Could you repeat, word for word, only the lines from the one containing "Target: grassy verge" through the final line of the records below?

----------

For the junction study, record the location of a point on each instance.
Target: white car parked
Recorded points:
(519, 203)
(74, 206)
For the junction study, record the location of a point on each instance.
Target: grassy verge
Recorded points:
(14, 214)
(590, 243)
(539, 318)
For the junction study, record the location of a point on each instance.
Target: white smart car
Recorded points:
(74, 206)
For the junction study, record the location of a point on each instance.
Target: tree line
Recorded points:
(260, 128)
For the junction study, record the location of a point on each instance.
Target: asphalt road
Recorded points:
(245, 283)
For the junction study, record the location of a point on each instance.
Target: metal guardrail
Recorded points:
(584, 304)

----------

**TASK SOLUTION**
Target: grassy verge
Recorded points:
(14, 214)
(590, 243)
(539, 318)
For the junction study, record the location of a point on each instance.
Target: white smart car
Recorded points:
(74, 206)
For the junction study, record the location of a point on each instance.
Target: tree line
Recorded points:
(260, 128)
For the junction study, record the location of a point on each instance.
Target: asphalt road
Recorded points:
(245, 283)
For the junction study, record the location of a point on each instance.
Target: metal guardrail
Recorded points:
(584, 304)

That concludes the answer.